Your task: Could you give the records again from the line containing "Expected: one point per instance of the window mullion, each" through the end, with "fringed tassel" changed to "silk tassel" and nothing else altered?

Input material:
++++++++

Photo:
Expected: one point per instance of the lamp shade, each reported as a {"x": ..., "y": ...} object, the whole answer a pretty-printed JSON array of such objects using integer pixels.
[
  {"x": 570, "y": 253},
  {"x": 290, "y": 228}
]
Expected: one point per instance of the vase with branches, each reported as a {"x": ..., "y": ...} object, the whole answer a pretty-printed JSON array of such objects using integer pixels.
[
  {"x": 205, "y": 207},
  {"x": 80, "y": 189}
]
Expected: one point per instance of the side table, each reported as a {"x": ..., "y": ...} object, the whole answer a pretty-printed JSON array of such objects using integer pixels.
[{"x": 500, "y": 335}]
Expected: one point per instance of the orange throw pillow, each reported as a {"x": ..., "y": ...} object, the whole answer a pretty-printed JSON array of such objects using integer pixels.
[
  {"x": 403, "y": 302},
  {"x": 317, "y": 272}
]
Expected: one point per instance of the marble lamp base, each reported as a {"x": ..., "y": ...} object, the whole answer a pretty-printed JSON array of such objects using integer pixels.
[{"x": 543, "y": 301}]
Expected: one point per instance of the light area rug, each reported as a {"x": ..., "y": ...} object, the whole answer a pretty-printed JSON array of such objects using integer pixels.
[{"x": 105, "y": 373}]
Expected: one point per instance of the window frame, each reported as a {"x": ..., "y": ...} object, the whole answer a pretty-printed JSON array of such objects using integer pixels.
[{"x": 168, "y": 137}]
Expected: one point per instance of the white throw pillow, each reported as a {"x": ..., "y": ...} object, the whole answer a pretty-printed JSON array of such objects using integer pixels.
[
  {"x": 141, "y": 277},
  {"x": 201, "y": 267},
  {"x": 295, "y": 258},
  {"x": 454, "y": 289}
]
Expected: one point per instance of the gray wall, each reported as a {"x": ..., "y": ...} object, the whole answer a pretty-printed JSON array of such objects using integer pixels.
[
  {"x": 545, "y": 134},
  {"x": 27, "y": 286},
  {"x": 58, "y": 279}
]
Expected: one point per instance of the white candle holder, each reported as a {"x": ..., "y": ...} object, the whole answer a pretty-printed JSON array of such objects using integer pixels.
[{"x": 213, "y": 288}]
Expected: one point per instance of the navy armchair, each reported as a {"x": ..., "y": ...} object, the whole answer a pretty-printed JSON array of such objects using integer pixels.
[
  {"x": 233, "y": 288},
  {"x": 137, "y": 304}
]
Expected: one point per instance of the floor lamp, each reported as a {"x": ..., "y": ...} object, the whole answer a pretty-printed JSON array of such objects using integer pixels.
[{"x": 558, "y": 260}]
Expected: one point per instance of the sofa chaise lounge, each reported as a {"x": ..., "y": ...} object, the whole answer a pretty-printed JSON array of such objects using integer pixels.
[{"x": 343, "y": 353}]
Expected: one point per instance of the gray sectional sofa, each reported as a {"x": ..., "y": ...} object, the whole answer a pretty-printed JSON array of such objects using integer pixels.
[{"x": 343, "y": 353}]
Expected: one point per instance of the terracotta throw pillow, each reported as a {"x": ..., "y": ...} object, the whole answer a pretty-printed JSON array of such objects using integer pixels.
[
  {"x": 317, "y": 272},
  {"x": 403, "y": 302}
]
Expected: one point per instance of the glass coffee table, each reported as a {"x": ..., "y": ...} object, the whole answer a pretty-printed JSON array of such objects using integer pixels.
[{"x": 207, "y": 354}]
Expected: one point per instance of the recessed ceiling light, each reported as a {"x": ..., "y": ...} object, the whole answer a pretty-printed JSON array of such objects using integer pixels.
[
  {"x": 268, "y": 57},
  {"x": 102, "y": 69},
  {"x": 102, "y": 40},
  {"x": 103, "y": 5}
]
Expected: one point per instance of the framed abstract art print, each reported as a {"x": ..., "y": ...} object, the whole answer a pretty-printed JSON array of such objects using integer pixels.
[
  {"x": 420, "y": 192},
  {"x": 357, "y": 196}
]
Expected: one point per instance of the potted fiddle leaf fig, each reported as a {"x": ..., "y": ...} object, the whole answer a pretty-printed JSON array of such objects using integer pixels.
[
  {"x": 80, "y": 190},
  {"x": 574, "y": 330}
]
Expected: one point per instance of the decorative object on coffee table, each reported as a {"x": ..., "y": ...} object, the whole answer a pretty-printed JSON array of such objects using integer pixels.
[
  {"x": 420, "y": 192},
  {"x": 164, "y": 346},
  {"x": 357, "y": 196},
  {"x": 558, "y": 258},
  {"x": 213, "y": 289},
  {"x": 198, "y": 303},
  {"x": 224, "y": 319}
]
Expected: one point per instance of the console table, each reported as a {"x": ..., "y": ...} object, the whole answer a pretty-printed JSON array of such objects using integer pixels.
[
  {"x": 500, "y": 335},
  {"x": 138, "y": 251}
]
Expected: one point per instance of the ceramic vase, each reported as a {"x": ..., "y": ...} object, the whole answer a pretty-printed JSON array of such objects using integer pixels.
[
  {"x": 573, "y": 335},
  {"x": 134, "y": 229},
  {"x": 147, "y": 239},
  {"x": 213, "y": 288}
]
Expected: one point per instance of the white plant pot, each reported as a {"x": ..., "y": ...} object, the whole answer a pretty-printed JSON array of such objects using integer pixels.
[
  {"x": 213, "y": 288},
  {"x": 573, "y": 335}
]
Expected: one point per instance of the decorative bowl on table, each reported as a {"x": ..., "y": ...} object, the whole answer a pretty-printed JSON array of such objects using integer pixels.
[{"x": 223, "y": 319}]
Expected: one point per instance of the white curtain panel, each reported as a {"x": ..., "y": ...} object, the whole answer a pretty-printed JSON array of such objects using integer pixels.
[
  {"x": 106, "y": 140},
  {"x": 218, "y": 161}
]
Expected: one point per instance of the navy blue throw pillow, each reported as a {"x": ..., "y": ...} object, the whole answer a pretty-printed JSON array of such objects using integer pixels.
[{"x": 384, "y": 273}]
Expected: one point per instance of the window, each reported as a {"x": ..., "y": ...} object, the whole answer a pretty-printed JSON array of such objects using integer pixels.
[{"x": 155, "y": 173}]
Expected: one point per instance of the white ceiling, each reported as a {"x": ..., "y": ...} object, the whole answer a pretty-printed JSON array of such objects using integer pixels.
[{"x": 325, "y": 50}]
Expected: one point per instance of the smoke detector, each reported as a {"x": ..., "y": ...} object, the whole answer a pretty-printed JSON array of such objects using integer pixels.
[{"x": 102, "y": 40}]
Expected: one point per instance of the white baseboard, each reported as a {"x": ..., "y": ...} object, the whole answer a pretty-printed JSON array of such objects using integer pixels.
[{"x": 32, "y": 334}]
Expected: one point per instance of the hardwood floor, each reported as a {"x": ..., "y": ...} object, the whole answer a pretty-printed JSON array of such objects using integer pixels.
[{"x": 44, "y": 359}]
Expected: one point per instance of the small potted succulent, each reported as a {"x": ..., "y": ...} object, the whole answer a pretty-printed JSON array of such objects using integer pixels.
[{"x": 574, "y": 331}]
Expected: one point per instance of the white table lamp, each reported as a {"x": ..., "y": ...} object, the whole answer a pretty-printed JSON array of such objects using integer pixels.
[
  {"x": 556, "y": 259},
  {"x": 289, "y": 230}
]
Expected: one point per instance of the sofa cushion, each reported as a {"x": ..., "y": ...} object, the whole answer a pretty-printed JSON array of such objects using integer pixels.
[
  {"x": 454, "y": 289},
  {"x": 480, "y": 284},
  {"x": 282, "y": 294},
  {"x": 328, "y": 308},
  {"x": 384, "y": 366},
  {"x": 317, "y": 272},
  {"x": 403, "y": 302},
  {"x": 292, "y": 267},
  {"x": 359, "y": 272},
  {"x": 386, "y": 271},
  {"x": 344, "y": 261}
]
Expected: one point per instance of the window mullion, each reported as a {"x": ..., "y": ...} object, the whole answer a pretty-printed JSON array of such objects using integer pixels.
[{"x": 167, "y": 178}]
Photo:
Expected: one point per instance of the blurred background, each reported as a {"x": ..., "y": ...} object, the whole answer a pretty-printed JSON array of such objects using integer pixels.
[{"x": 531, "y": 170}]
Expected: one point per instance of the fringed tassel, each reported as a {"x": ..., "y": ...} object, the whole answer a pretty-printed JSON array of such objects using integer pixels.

++++++++

Problem solution:
Expected: one point per instance of the window mullion, each reported as a {"x": ..., "y": ...} object, the whole answer a pretty-printed JSON array of such objects using integer pixels.
[{"x": 167, "y": 178}]
Photo:
Expected: one point per instance of the blurred background, each reported as a {"x": ..., "y": ...} object, the whole answer a pretty-printed JSON array of such objects using integer pixels.
[{"x": 531, "y": 170}]
Expected: one point per instance of the silk tassel, each reported as a {"x": ..., "y": ...} object, the whole answer a pretty-printed JSON array of such objects using integer pixels.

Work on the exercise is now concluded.